» **Text to read**
** Begin **

I’ve just replaced the native libraries with my newly-built ones.


Also maybe off-topic,but does TVM works with dl4j modles?

@huzpsb ah you also need to also include openblas. Please use:

Same thing as nd4j-native. Include no classifier, android-arm64, android-arm.
Normally we tell users to just include nd4j-native-platform which makes that easier. When you manually include jars though sometimes you need extra dependencies.

Edit: That might affect your dependencies. I would suggest checking the jar size as well.

sorry to interrupt,but openblas with dependencies weighs more than I can accept :confused:
Is there an alternative way?

@huzpsb did you see the size of the nd4j-native libraries? The jar file I downloaded just now with the native libaries is only around 1MB. That and android-arm should still only be around 8 at max.

Technically with openblas, we do use its matrix multiply but also have our own. I would have to look in to how to exclude openblas. That might take a day or so to see.

Edit: Some initial research says I could probably set something like this up if we remove the openblas.class declaration here:

I think it can be made optional for binaries that won’t need every op.

It sounds promising
But is there any build tools available?
I really can’t understand natives on my own…

@huzpsb oh no like before I’d do it for you. As long as you can use docker I can set something up and try it. Just make sure you know how to include dependencies with classifiers like I mentioned before.

Well then.I’ll try after I’ve finished my recompiler. :wink:

—To anybody who read this thread later—

I’ve finished using docker way.The result is that,with dependencies around,even if you compile from javacpp-openblas-nd4j,there is no way to get it smaller than 15MB on a single platform,and 5MB more for an additional platform.

Thank agibsonccc for his time and guidance,but this way will NOT workout.

The best way to solve this problem is to convert the network into a computation graph,then import it into torch.While torch light can make it ~5MB,TVM can do it within 1 MB.
It should be noticed that the performance loss is obvious,and only dense layers can be added if you want to convert in this way.Though it works if you only want to do simple tasks alike me,it isn’t suitable for ocr,nlp,etc.In these cases consider using C/S framework or simply chose another framework.

It took me a month to get to this answer to my own question.And let me leave this as the last post of this thread,in hope that it would be helpful for someone who reads it later.

@huzpsb thanks for the update. For later users we’ll work on reducing the binary size for openblas to make sure we can get the binary size down further.

In order to reduce the size even more we would have to do it in a pure c++ way. Most of the tooling is there to do that.

I did take a look at the openblas support removal but that would unfortunately take a bit of time. It’s nice to know the use case for other people and what’s possible. To anyone else who reads this please feel free to ping me if you are looking for this and we can see if maybe an update would work for you.

** End **

» **Source excerpt**
** Begin **

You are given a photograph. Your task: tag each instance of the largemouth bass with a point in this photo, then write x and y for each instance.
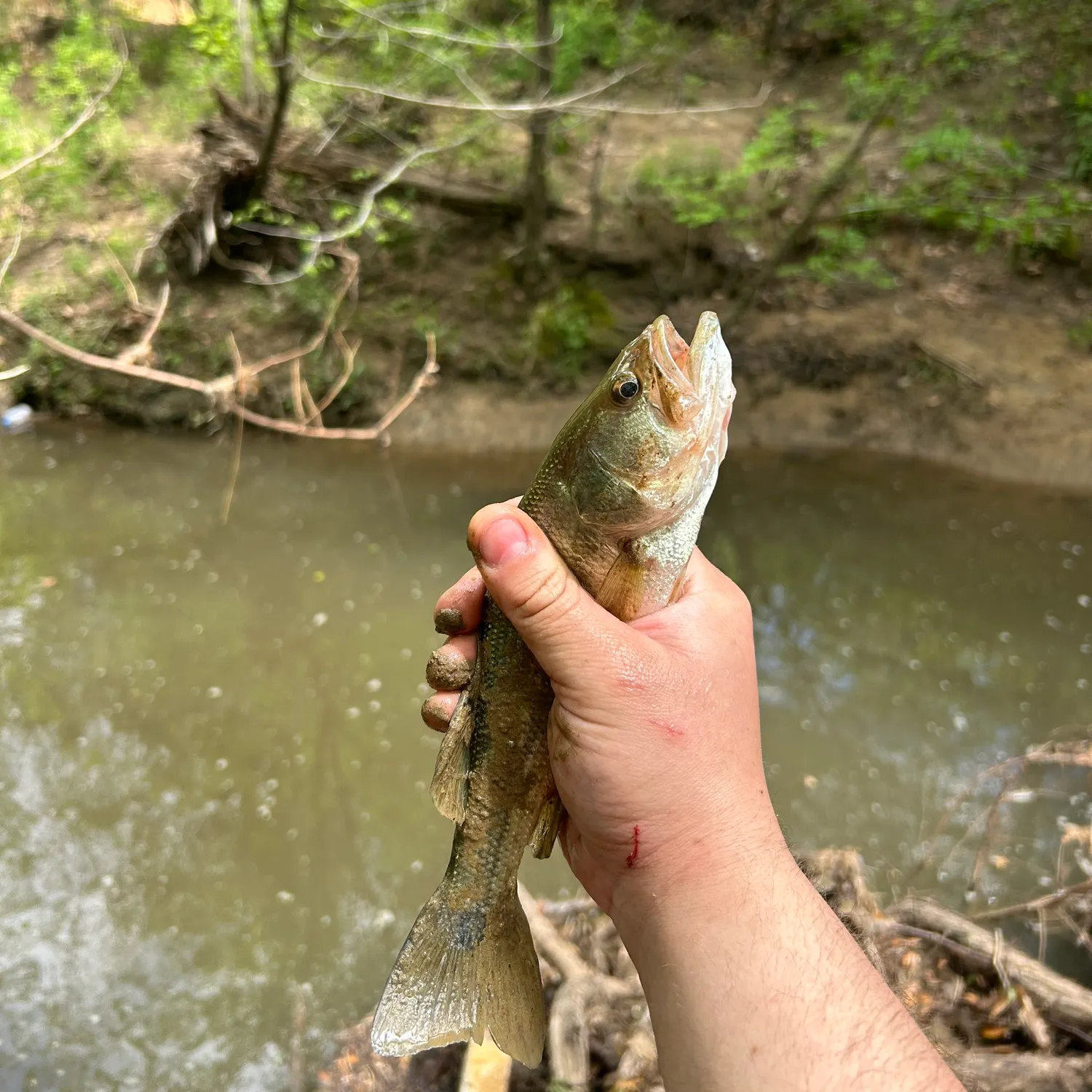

** End **

» **Complete the following**
1. In the forum thread on shrinking the dl4j native libraries, what was the smallest size the docker build could reach on a single platform?
2. From the forum thread on shrinking the dl4j native libraries, extract the passage that begins at the words "Technically with openblas, we" and stops after "build tools available?".
3. Write the next post in the forum thread about cutting the size of the dl4j native libraries, following on from its final message.

» **Answers to the exercise**
1. No smaller than 15MB, with 5MB more for each additional platform.

2.
Technically with openblas, we do use its matrix multiply but also have our own. I would have to look in to how to exclude openblas. That might take a day or so to see.

Edit: Some initial research says I could probably set something like this up if we remove the openblas.class declaration here:

I think it can be made optional for binaries that won’t need every op.

It sounds promising
But is there any build tools available?

3.
It should be possible since your network is fairly simple but the overall solution is very limited for very specific networks. A more general solution (which is unfortunately what the library would have to implement) with all the proper op coverage would take a bit of work.

We have a project we’re working on to address this: GitHub - KonduitAI/kompile: Kompile generates optimized machine learning pipelines usable from python which I believe can help with mitigating a lot of the issues.
Note this can work for other things as well including python script execution, various models, opencv etc as well.

The main thing it does is helps produce binaries based on just the models people have. Anyone willing to give it a shot feel free to ping me.

—To anybody who read this thread later—
And semi-offtopic.
Libsvm is incredibly small & accurate.Though it’s not so fast,it’s definitely better than the mess i’d previously made.Try it!

@huzpsb that’s great you found a solution! Apologies for how things turned out. I’ll post a better solution when everything is up. We did manage to eliminate the openblas dependency with an independent backend. You can see how we eliminated that here: deeplearning4j/nd4j/nd4j-backends/nd4j-backend-impls/nd4j-minimizer at master · deeplearning4j/deeplearning4j · GitHub

It’s still not ideal though. This needs to be combined with our build tool in order to be a bit easier to use. Your use case here is definitely important and I hope we solve that better in the future.

For your alternative, I would suggest linking to the library you used. Was it libsvm’s java bindings?

I’m so touched that you are still working on this!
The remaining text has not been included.